— BEGIN LISTED ENTRIES —

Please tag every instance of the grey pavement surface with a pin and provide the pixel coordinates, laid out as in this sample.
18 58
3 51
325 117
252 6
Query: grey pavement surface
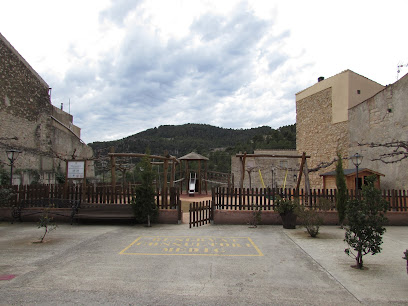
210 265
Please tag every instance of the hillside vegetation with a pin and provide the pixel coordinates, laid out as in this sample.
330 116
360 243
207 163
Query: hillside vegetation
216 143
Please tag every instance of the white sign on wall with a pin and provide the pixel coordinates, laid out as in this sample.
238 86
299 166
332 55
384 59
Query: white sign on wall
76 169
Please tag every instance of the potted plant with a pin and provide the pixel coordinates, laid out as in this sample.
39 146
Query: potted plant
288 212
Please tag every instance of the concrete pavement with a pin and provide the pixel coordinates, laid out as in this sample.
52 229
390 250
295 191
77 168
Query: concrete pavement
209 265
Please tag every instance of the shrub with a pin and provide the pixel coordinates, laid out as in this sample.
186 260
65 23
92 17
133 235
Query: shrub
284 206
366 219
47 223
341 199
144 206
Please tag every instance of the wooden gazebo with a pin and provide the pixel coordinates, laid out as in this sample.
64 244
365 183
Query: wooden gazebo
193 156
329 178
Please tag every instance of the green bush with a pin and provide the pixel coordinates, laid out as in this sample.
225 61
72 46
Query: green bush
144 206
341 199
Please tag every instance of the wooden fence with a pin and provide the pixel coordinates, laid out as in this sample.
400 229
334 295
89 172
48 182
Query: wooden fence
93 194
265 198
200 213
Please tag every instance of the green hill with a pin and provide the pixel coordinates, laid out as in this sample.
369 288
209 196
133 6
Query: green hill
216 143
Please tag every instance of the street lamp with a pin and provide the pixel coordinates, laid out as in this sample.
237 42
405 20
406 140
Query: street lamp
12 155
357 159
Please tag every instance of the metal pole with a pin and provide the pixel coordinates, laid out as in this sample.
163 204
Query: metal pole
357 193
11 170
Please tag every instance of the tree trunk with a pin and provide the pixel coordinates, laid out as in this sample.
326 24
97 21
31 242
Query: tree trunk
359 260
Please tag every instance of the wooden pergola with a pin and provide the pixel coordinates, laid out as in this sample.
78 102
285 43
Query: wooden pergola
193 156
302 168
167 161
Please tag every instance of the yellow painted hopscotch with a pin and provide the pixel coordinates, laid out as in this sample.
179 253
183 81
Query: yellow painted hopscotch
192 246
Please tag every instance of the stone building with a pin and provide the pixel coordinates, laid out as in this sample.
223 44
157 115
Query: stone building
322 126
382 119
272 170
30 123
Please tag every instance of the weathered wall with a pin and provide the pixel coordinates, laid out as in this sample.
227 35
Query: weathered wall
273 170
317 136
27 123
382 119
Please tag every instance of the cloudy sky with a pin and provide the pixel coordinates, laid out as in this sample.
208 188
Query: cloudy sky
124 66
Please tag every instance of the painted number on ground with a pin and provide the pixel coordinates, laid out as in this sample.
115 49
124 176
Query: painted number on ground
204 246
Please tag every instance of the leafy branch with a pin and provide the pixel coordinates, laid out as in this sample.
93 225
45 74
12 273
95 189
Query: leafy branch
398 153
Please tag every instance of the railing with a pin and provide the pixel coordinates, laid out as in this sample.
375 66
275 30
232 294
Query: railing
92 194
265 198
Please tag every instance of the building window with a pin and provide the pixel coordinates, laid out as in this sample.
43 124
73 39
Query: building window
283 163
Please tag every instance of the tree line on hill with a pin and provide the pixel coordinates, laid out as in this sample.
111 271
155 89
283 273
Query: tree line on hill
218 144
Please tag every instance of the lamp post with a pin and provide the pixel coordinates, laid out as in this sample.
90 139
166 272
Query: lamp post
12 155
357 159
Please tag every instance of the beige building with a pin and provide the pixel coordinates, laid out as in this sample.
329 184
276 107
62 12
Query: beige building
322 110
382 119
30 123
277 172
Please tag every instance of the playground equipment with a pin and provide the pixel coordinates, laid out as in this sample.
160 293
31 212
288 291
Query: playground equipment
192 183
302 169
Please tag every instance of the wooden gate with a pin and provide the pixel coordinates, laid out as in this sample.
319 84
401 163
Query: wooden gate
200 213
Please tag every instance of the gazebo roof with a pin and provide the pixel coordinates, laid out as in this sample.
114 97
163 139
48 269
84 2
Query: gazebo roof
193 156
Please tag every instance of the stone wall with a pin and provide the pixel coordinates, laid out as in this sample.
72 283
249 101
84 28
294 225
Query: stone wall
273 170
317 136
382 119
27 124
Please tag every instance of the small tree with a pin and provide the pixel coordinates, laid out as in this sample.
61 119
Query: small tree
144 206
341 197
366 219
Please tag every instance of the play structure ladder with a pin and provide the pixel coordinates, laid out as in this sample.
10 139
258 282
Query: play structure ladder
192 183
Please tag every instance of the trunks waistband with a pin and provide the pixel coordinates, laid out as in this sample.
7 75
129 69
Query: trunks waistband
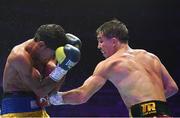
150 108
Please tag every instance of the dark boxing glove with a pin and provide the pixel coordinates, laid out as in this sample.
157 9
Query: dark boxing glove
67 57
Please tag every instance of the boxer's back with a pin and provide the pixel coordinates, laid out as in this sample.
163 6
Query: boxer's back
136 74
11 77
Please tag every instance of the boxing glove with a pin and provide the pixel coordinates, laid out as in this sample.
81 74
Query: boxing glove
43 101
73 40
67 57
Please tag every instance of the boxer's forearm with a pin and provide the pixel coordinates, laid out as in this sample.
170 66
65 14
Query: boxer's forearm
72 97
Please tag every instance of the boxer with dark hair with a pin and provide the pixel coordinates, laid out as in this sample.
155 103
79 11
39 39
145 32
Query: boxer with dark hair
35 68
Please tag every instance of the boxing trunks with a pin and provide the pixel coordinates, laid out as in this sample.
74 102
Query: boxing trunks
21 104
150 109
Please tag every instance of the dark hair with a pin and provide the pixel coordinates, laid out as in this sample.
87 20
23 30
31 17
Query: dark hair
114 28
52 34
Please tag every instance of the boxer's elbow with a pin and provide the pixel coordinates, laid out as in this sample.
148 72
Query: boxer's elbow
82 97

— END LISTED ENTRIES —

→ EXERCISE PROMPT
Your output consists solely of the lines from the one with "Please tag every instance of the boxer with" through the last line, copied exactly.

→ ANSWER TO THE TASK
Please tag every instance of the boxer with dark hair with a pin and provide the pixel coordinates, laid out as in this sample.
155 103
79 11
39 39
145 32
Query: boxer with dark hair
35 68
Please tag every instance of the boxing trunks with a pin and provide the pixel coordinates, laid out as in this sample.
74 102
Query: boxing trunks
21 104
150 109
Please tag every instance of the dark hair with a pin and provide the pixel coordinates, laid out as in this sample.
87 20
23 30
31 17
Query: dark hair
114 28
52 34
Please tag every instance of the boxer's elbow with a pin and provide the pixel coordinates, laid out as in this sample.
148 72
Query: boxer's elbow
82 97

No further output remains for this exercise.